### RECORDS SHOWN
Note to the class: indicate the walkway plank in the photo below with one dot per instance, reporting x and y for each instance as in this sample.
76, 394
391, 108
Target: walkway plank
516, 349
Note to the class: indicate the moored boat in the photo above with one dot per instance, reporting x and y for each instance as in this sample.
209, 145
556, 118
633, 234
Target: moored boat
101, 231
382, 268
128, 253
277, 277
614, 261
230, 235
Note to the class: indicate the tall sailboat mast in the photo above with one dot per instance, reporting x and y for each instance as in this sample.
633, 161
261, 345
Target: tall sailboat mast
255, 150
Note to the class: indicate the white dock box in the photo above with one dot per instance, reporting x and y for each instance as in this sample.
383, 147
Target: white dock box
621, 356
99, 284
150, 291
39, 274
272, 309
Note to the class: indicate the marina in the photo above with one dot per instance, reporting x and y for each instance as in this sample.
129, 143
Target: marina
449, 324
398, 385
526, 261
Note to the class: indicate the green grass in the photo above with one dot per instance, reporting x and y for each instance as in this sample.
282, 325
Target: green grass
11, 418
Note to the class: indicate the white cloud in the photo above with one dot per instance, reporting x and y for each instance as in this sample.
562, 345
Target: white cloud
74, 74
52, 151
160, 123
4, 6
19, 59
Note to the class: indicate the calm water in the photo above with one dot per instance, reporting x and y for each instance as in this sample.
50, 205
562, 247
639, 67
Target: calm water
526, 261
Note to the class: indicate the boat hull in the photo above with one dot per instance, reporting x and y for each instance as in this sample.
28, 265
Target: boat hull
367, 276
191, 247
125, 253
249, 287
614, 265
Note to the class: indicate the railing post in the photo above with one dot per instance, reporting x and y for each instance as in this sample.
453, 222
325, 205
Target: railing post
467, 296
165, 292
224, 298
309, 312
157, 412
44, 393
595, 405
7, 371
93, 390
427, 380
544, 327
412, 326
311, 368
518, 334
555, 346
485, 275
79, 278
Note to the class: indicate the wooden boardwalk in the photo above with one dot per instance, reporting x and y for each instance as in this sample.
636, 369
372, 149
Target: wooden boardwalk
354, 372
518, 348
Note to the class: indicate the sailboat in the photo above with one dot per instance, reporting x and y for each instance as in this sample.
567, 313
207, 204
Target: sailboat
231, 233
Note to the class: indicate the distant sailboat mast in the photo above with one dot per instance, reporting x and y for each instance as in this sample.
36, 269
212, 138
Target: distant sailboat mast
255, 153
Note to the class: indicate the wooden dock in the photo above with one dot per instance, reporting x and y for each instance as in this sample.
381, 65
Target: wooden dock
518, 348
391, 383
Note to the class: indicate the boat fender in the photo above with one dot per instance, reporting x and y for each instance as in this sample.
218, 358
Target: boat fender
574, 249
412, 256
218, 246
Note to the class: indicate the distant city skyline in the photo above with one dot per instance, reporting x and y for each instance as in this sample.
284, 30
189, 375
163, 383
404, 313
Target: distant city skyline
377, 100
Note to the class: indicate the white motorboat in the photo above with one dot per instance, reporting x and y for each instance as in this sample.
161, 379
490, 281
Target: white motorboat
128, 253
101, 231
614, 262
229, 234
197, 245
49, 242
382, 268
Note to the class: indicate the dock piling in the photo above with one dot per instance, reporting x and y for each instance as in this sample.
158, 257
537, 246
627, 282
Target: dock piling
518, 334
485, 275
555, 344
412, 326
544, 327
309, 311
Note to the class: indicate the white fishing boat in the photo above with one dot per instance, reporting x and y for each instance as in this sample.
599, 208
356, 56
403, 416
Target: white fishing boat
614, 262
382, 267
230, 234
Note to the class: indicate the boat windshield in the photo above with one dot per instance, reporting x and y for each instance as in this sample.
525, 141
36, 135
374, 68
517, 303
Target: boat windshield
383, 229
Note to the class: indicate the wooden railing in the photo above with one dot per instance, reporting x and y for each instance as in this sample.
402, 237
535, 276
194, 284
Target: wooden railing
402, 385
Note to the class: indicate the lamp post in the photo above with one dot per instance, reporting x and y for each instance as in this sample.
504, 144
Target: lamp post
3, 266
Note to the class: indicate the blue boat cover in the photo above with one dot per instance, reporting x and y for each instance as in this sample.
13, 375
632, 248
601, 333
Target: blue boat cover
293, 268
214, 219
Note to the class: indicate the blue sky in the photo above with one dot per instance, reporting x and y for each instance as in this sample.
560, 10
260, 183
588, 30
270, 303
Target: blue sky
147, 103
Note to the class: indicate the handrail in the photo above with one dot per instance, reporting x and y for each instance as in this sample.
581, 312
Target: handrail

### WHAT THE TASK REQUIRES
Reproduce all of the material above word for word, from its first line through its last.

### RESULT FOR THIS TASK
Note to the class: indicate the walkway plank in the photo below with one dot per instance, reporting x and y for each instance as in this sample.
76, 394
391, 108
Target: walkway plank
516, 349
Note to the class: indicate the moored boat in the photo above with one dot per instance, reporting x and y for each instance as in this sample.
209, 145
556, 118
633, 234
Target: moored boat
101, 231
382, 268
128, 253
277, 277
614, 261
230, 235
Note to the class: indicate the tall sailboat mast in the photo above with one dot per instance, reporting x and y for each instance as in this sample.
633, 161
261, 345
Target: tall sailboat mast
255, 150
Note to the class: indicate the white dock box in the photo above with one dot per instance, reporting x and y for each instance as in this sample.
383, 147
Target: white dock box
621, 356
99, 284
150, 291
39, 274
272, 309
Note to the class: indicate the marina in the photo above with one dot per instance, reporting x and y for each instance as in this sample.
129, 143
Target: marina
449, 324
398, 385
526, 261
Note to the class: indicate the green grass in the photo above with one dot per instance, reporting x and y for each instance as in this sample.
282, 325
Target: green grass
11, 418
Note to the class: indicate the white cloud in the photo above with one dot per instance, reporting x and y for each instance as in this sample.
562, 345
Target: white cloud
74, 74
52, 151
160, 123
4, 6
19, 59
Note to the class: indicate the calm water in the photo above with one dot per instance, reporting x and y for each instance as in this sample.
50, 205
562, 247
639, 67
Target: calm water
526, 261
Note to the class: indicate the boat hull in the photo above with one dot per instance, reporting x and y for each instance as in this sample.
28, 265
Target: boat hull
367, 276
191, 247
125, 253
249, 287
614, 265
Note to the class: indicate the railing post in the photo above with one dot per instance, reporting x and y for each instance as in this sample.
453, 222
325, 205
Target: railing post
467, 296
165, 292
224, 298
309, 312
157, 412
44, 393
595, 405
7, 371
93, 390
427, 380
544, 327
412, 326
311, 368
518, 334
555, 346
485, 275
79, 278
Note to the class: indicate the wooden boardwalk in the photo above with one dot per instance, reporting x and y for each instance as in this sample.
636, 369
372, 149
Target: wooden boardwalk
354, 372
518, 348
Note to the class: indicate the sailboat in the photo above with one dot per instance, reporting x and y for each instance as in this sample.
567, 313
207, 204
Target: sailboat
231, 233
Note to the class: indicate the distant sailboat mast in the photo above with one dot per instance, reporting x and y for each instance as in this sample.
36, 269
212, 138
Target: distant sailboat mast
255, 153
Note to the class: indicate the wooden dock in the photo above with one dot per instance, reporting x and y for each instance as in this sample.
381, 65
Target: wooden dock
518, 348
391, 383
Note to the class: indicate the boat fender in the photo above with one dot per instance, reporting x and y for each instance as in this sample.
218, 358
Target: boat fender
574, 249
412, 256
218, 246
Note to the class: indicate the distant city skyline in the photo above with one dot per instance, reporting x and y for each instance as in this sample.
284, 30
189, 375
163, 383
404, 313
Target: distant city skyline
377, 100
Note to the class: indicate the white motorboat in the photo above with one dot per instance, reporting x and y for each instance as in this sample.
161, 379
490, 281
Target: white motorboat
128, 253
101, 231
614, 262
229, 234
197, 245
49, 242
382, 268
Note to the class: indicate the dock piling in the photo above with one dot per instance, reporting x and y for each instance as in this sample.
158, 257
537, 246
627, 282
Target: dock piling
518, 334
485, 275
555, 344
412, 326
544, 327
309, 311
Note to the class: indicate the white fishing boat in the photo above with one dot per instance, reporting x and y for each instance as in this sample.
599, 208
356, 56
403, 416
Target: white fishing boat
614, 262
382, 267
230, 234
Note to the class: indicate the boat windshield in the photo above with one dot per instance, reporting x and y for each instance as in this sample.
525, 141
36, 135
374, 68
517, 303
Target: boat windshield
383, 229
Note to the class: indicate the wooden railing in the photo above with one dot per instance, reporting x and y for each instance as in this sample.
402, 237
535, 276
194, 284
Target: wooden railing
402, 385
Note to the class: indicate the lamp post in the photo above with one dot per instance, reporting x and y for each instance as in this sample.
504, 144
Target: lamp post
3, 266
Note to the class: indicate the blue boat cover in the photo above with one dot per instance, reporting x and y for each instance as in this sample.
13, 375
632, 248
601, 333
Target: blue boat cover
293, 268
214, 219
Note to the class: indicate the blue sky in the photo above with one dot per instance, reporting x and y for each instance as in this sample.
560, 10
260, 183
588, 30
270, 303
Target: blue sky
147, 103
Note to the class: indicate the handrail in the photo above with one dot per instance, reporting x and y for each instance as in this sample.
581, 312
Target: handrail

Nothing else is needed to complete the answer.